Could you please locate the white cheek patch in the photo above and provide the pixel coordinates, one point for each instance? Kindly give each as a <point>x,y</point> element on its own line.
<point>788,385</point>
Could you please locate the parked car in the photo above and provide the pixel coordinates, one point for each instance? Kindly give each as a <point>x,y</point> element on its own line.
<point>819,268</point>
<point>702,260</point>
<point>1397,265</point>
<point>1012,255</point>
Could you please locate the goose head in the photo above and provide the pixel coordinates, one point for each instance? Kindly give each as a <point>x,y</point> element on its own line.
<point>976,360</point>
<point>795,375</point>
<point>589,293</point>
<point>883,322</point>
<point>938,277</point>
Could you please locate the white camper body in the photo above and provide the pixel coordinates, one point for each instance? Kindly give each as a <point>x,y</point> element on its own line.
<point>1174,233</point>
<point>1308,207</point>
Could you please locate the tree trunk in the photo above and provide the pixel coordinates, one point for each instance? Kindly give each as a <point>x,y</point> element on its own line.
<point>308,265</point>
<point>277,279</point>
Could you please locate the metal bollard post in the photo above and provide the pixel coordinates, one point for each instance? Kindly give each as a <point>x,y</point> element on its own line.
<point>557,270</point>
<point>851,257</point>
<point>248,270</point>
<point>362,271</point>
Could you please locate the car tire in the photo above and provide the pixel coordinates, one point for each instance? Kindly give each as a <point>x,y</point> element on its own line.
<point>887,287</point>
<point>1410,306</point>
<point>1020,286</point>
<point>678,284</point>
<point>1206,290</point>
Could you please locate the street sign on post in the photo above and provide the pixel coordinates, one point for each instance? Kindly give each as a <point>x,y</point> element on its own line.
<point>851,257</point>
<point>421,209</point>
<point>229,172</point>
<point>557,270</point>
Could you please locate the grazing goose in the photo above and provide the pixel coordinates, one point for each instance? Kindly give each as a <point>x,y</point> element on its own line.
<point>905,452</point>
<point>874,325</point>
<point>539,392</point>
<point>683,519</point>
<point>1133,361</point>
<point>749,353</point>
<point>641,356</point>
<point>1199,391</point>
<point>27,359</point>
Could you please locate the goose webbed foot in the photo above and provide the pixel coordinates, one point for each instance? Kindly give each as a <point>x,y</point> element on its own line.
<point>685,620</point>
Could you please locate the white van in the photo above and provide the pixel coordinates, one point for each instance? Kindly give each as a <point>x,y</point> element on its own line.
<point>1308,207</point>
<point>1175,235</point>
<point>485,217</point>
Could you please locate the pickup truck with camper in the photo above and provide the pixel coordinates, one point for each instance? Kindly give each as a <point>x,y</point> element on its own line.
────────────────────
Short task: Rewrite the data above as a numbered list, one line per item, leaving out any blank lines.

Correct response:
1. Could you please locate the white cheek patch in the photo above and provide the pixel coordinates, one point for each instance? Kindly give each as a <point>x,y</point> element on its own line.
2. <point>788,385</point>
3. Could you please locate the parked car in the photo above and provide the pixel coordinates, one point for each instance? Kindly give each as a <point>x,y</point> element on its own line.
4. <point>819,268</point>
5. <point>702,260</point>
6. <point>1397,265</point>
7. <point>1012,255</point>
8. Could you please locate the goose head in the photo above and provide the pixel coordinates, one point for each instance? Kindly give each as a <point>x,y</point> element on its own line.
9. <point>976,360</point>
10. <point>795,375</point>
11. <point>589,293</point>
12. <point>883,322</point>
13. <point>938,277</point>
14. Could you please locate the white camper body in the photo above and provide the pixel coordinates, one point for each instance? Kindly give each as a <point>x,y</point> element on its own line.
15. <point>1174,233</point>
16. <point>1308,207</point>
17. Could you please locate the tree trunk in the photo above and provide the pixel coordinates, one point for each instance? Kindly give each as a <point>x,y</point> element on its own line.
18. <point>308,265</point>
19. <point>277,279</point>
20. Could you please locate the metal bollard post in the photo above and provide the pixel coordinates, one point for each instance? Kindly give each as a <point>x,y</point> element on its own line.
21. <point>557,270</point>
22. <point>851,257</point>
23. <point>248,270</point>
24. <point>362,271</point>
25. Could you please locate the car tire in the photo above and provide the pixel coordinates, one point for each instance? Kindly give each as a <point>x,y</point> element on its own line.
26. <point>887,287</point>
27. <point>1410,306</point>
28. <point>1020,286</point>
29. <point>678,284</point>
30. <point>1206,290</point>
31. Could you please locate the street sign on post in the photo above and provide the pixel coordinates, one point for each instance? Kindly give each as a <point>x,y</point> element on its own line.
32. <point>851,257</point>
33. <point>421,209</point>
34. <point>229,172</point>
35. <point>557,270</point>
36. Could you please locate the grazing goose in the photo above and provide the pixel coordinates, one point for each instance? Kindly give each as a <point>x,y</point> element on its own line.
37. <point>905,452</point>
38. <point>874,325</point>
39. <point>539,392</point>
40. <point>683,519</point>
41. <point>1133,361</point>
42. <point>749,353</point>
43. <point>641,356</point>
44. <point>1199,391</point>
45. <point>27,359</point>
46. Could you please locate the goose webbed foot in the photo above and provide the pixel coordinates, one point for each instance? Kindly give each as a <point>x,y</point> element on its own line.
47. <point>685,620</point>
48. Could you please locate the white van in the photo above and provide the pixel coordinates, one point for each instance? Kindly give each as a <point>x,y</point> element on its own line.
49. <point>1308,207</point>
50. <point>1175,235</point>
51. <point>485,217</point>
52. Could you please locate the pickup truck with camper in the photo above and provide the pixel coordinates, one point for each instance? Kindly give each as a <point>x,y</point> element on its own line.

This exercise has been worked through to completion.